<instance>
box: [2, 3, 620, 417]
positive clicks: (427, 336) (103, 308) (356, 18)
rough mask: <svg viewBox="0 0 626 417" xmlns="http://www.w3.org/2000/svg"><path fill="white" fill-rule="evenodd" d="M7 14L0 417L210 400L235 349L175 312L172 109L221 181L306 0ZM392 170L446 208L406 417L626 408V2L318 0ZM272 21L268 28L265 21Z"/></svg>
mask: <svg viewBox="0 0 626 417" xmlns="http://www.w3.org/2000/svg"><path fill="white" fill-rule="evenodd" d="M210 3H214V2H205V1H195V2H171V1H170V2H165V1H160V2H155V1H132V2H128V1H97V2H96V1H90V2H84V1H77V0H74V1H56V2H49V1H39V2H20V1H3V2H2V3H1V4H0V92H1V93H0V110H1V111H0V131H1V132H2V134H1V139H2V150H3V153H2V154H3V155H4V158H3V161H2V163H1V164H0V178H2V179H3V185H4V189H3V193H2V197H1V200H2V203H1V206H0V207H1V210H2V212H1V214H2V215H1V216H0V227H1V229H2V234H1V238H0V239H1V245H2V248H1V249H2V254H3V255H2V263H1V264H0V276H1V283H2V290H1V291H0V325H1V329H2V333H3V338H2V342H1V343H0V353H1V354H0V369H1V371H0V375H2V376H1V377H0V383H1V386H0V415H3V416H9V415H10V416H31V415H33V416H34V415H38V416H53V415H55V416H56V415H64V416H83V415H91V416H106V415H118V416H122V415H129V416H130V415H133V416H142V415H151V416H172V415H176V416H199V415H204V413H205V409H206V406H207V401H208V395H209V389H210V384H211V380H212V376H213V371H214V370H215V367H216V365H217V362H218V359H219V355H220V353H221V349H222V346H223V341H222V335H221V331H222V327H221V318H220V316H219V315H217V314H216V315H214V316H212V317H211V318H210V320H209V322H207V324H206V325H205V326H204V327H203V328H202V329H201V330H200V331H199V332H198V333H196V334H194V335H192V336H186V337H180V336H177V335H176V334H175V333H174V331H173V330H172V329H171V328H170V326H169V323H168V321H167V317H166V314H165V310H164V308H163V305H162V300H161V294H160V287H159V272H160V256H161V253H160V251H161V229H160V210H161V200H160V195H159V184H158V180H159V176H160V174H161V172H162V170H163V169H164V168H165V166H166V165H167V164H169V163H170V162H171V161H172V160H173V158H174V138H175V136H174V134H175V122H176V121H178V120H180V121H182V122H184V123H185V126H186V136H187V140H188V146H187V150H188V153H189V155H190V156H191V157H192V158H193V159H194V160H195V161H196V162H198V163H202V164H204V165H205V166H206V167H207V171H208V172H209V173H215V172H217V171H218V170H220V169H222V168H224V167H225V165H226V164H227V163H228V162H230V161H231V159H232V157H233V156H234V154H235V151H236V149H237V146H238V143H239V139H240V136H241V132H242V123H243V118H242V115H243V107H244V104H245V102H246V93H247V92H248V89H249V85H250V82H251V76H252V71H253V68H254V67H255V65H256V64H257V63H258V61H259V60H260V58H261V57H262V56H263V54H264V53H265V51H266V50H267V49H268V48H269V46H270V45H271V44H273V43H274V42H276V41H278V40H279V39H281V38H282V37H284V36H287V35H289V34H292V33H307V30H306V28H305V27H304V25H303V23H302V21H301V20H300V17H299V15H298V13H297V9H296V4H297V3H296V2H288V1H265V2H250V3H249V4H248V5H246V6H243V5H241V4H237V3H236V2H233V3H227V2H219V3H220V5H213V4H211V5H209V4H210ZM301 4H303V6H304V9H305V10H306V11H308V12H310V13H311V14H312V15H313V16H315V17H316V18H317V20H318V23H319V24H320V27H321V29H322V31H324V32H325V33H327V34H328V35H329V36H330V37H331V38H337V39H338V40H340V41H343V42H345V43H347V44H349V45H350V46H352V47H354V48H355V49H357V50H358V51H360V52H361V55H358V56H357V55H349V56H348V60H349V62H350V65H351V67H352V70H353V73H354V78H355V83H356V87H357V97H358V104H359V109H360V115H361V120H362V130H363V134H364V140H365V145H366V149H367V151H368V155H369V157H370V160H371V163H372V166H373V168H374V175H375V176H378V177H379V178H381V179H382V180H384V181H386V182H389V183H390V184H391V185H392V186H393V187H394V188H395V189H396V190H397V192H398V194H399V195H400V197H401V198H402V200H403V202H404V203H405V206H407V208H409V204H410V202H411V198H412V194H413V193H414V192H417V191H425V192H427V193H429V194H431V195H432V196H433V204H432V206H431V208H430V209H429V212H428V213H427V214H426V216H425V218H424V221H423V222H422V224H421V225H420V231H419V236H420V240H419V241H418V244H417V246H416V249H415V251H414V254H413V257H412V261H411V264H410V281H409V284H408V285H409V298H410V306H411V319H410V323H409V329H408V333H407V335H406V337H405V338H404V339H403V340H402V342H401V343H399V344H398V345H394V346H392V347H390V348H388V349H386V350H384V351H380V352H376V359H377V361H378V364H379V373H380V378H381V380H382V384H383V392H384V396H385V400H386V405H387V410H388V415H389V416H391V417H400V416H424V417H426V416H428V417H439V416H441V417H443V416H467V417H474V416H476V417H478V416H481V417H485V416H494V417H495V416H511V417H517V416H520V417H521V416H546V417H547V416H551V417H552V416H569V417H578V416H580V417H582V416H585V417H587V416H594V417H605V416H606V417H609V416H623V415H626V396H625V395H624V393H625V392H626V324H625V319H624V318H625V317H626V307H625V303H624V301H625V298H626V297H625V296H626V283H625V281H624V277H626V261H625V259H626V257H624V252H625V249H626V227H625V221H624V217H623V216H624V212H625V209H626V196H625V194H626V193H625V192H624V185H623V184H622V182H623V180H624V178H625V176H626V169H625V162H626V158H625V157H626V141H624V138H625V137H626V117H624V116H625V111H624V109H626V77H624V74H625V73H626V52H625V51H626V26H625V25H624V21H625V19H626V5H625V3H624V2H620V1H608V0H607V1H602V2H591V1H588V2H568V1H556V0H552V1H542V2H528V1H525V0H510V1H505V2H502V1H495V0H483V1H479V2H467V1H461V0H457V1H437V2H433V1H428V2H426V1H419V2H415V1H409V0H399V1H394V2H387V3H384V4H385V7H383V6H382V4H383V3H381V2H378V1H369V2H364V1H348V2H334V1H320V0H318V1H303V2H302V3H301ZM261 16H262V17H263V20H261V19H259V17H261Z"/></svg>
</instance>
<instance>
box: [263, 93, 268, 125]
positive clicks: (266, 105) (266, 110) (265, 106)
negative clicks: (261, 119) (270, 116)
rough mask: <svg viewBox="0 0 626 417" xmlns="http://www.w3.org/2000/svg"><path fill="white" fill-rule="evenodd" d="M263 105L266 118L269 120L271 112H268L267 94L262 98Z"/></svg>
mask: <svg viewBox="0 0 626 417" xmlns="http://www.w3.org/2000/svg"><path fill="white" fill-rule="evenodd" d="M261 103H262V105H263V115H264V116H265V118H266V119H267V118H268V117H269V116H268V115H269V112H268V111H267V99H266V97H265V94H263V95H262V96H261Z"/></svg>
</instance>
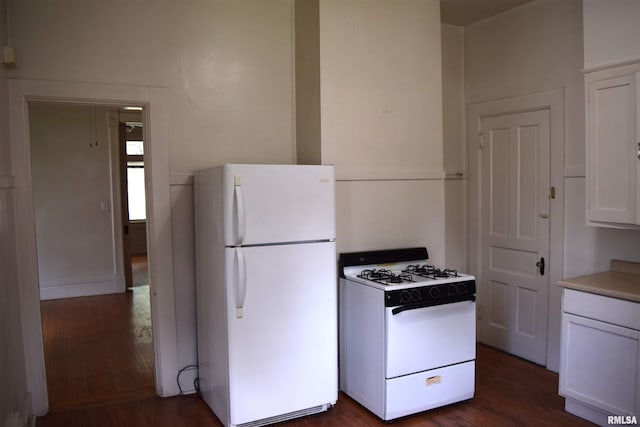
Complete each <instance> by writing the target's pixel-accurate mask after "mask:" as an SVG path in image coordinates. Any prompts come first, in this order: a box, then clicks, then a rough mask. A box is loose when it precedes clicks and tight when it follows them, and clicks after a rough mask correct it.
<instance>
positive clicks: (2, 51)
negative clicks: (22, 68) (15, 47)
mask: <svg viewBox="0 0 640 427" xmlns="http://www.w3.org/2000/svg"><path fill="white" fill-rule="evenodd" d="M2 63H3V64H5V65H15V63H16V53H15V51H14V50H13V48H12V47H11V46H2Z"/></svg>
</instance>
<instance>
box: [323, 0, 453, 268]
mask: <svg viewBox="0 0 640 427" xmlns="http://www.w3.org/2000/svg"><path fill="white" fill-rule="evenodd" d="M319 16H320V18H319V19H320V102H321V105H320V115H321V155H322V163H325V164H326V163H328V164H335V166H336V175H337V180H338V182H337V207H336V209H337V229H338V230H337V231H338V232H337V246H338V251H340V252H343V251H354V250H362V249H384V248H388V247H400V246H409V245H421V246H427V248H428V249H429V252H430V255H431V260H432V261H433V262H434V263H437V264H442V263H443V262H444V257H445V254H444V251H445V247H444V185H443V179H442V178H443V177H444V172H443V160H442V157H443V154H442V101H441V100H442V83H441V73H442V70H441V59H440V53H441V52H440V49H441V45H440V12H439V3H438V2H437V1H422V0H402V1H384V0H372V1H367V2H361V1H342V0H340V1H338V0H327V1H321V2H320V10H319Z"/></svg>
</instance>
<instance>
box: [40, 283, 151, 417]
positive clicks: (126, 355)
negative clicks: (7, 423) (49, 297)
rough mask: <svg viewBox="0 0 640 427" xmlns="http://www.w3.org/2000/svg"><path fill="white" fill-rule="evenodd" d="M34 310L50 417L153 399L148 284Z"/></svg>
mask: <svg viewBox="0 0 640 427" xmlns="http://www.w3.org/2000/svg"><path fill="white" fill-rule="evenodd" d="M40 307H41V313H42V335H43V342H44V354H45V367H46V373H47V391H48V396H49V407H50V411H51V412H52V413H55V412H60V411H64V410H67V409H74V408H79V407H83V406H91V405H95V404H97V403H105V402H115V401H122V400H131V399H145V398H149V397H153V396H155V381H154V354H153V341H152V334H151V312H150V307H149V287H148V286H139V287H135V288H133V289H132V290H131V291H129V292H126V293H123V294H114V295H100V296H92V297H82V298H68V299H58V300H48V301H42V303H41V305H40Z"/></svg>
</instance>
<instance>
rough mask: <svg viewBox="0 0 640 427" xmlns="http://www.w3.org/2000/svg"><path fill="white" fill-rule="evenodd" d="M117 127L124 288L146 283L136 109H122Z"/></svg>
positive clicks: (147, 267) (145, 191) (143, 134)
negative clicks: (118, 149)
mask: <svg viewBox="0 0 640 427" xmlns="http://www.w3.org/2000/svg"><path fill="white" fill-rule="evenodd" d="M119 116H120V120H119V124H118V149H119V171H120V215H121V218H122V230H123V231H122V254H123V260H124V275H125V283H126V287H127V289H132V288H133V287H137V286H144V285H148V284H149V274H148V267H147V212H146V199H147V196H146V184H145V162H144V124H143V123H142V116H141V111H138V110H137V107H125V109H124V111H121V112H120V114H119Z"/></svg>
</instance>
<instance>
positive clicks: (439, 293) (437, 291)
mask: <svg viewBox="0 0 640 427" xmlns="http://www.w3.org/2000/svg"><path fill="white" fill-rule="evenodd" d="M429 296H431V298H438V297H439V296H440V289H439V288H438V287H437V286H432V287H431V288H430V289H429Z"/></svg>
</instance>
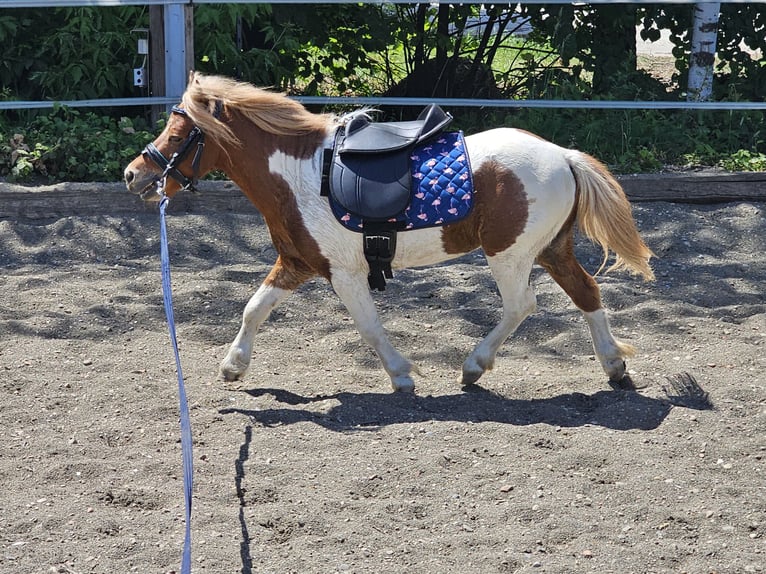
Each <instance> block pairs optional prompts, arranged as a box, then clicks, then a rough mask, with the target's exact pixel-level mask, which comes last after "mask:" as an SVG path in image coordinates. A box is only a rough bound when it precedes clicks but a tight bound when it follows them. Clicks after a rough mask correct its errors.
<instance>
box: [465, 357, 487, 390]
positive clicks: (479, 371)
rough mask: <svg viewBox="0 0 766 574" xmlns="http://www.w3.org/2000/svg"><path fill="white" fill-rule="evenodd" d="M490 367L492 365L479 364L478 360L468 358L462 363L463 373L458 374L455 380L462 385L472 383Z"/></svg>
mask: <svg viewBox="0 0 766 574" xmlns="http://www.w3.org/2000/svg"><path fill="white" fill-rule="evenodd" d="M491 368H492V366H487V367H484V366H482V365H481V364H479V362H478V361H474V360H471V359H468V360H466V362H465V363H463V374H462V375H461V376H460V378H459V379H458V380H457V382H458V383H459V384H461V385H462V386H464V387H467V386H469V385H474V384H476V382H477V381H478V380H479V379H480V378H481V376H482V375H483V374H484V373H485V372H487V370H489V369H491Z"/></svg>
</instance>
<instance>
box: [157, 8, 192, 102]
mask: <svg viewBox="0 0 766 574" xmlns="http://www.w3.org/2000/svg"><path fill="white" fill-rule="evenodd" d="M163 13H164V17H165V22H164V24H165V27H164V34H165V96H168V97H174V98H178V99H179V100H180V99H181V96H182V95H183V93H184V90H185V89H186V80H187V77H188V74H189V71H190V65H189V62H190V61H191V62H193V61H194V56H193V54H192V53H191V52H192V49H193V48H192V47H193V41H192V39H191V35H192V31H191V30H192V25H191V23H192V6H191V5H189V4H167V5H165V6H164V7H163Z"/></svg>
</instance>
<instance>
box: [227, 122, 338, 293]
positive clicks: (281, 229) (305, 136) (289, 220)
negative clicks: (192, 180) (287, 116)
mask: <svg viewBox="0 0 766 574" xmlns="http://www.w3.org/2000/svg"><path fill="white" fill-rule="evenodd" d="M238 122H240V123H239V124H238V129H237V133H236V135H237V137H238V138H239V139H240V140H241V141H242V142H243V145H242V146H241V147H239V146H236V147H235V146H231V147H229V148H228V149H227V150H226V151H227V152H228V155H227V154H219V157H220V158H221V159H222V163H221V165H218V166H215V167H216V168H217V169H222V170H223V171H225V172H226V174H227V175H228V176H229V177H230V178H231V179H232V180H233V181H234V182H235V183H236V184H237V185H238V186H239V188H240V189H241V190H242V193H244V194H245V196H247V198H248V199H249V200H250V201H251V202H252V203H253V205H255V207H256V208H257V209H258V211H259V212H260V213H261V215H262V216H263V219H264V220H265V221H266V225H267V226H268V228H269V234H270V235H271V240H272V243H273V244H274V248H275V249H276V250H277V253H278V254H279V258H278V259H277V262H276V263H275V265H274V268H273V269H272V272H271V273H270V274H269V276H268V277H267V278H266V282H268V283H269V284H271V285H274V286H276V287H279V288H282V289H289V290H294V289H296V288H297V287H298V286H299V285H301V284H302V283H303V282H305V281H307V280H308V279H310V278H312V277H315V276H317V275H319V276H321V277H324V278H326V279H328V280H329V279H330V277H331V272H330V262H329V260H328V259H327V258H326V257H325V256H324V255H322V252H321V250H320V248H319V244H317V242H316V240H315V239H314V238H313V237H312V236H311V234H310V233H309V231H308V229H307V228H306V225H305V223H304V221H303V215H302V214H301V211H300V209H299V207H298V202H297V200H296V198H295V194H294V193H293V191H292V190H291V189H290V186H289V185H288V183H287V182H286V181H285V180H284V179H283V178H282V177H281V176H280V175H279V174H276V173H272V172H271V171H270V170H269V157H270V156H272V155H273V154H274V153H276V152H277V151H280V152H283V153H284V154H286V155H288V156H291V157H295V158H298V159H304V160H305V159H309V158H311V157H313V155H314V154H315V153H316V151H317V149H318V148H320V147H321V145H322V143H323V142H324V139H325V137H326V131H319V132H316V133H312V134H304V135H301V136H299V137H298V136H292V137H290V136H278V135H274V134H270V133H267V132H264V131H263V130H260V129H258V128H257V127H255V126H254V125H252V124H250V123H248V122H246V121H244V119H242V118H240V119H238ZM239 126H242V127H239Z"/></svg>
* * * *
**Task statement:** Match on "precedes" and copy out every line of the entries that contains it.

**Your response:**
Complete each <instance> by writing the target's pixel-accurate mask after "mask:" as an SVG path in image coordinates. Any prompts come first, in this order: a box, then clicks, then a rough mask. A box is loose when it precedes clicks and tight when it follows them, and clicks after a rough mask correct it.
Each <instance> block pairs optional prompts, arranged as a box, then clicks, then a rough mask, with the target's exact pixel-level mask, which comes last after "mask:" as an SVG path in image coordinates. A box is only a rough bound when it precedes clicks but a tight bound when it follows them. Clicks after a rough mask correct its errors.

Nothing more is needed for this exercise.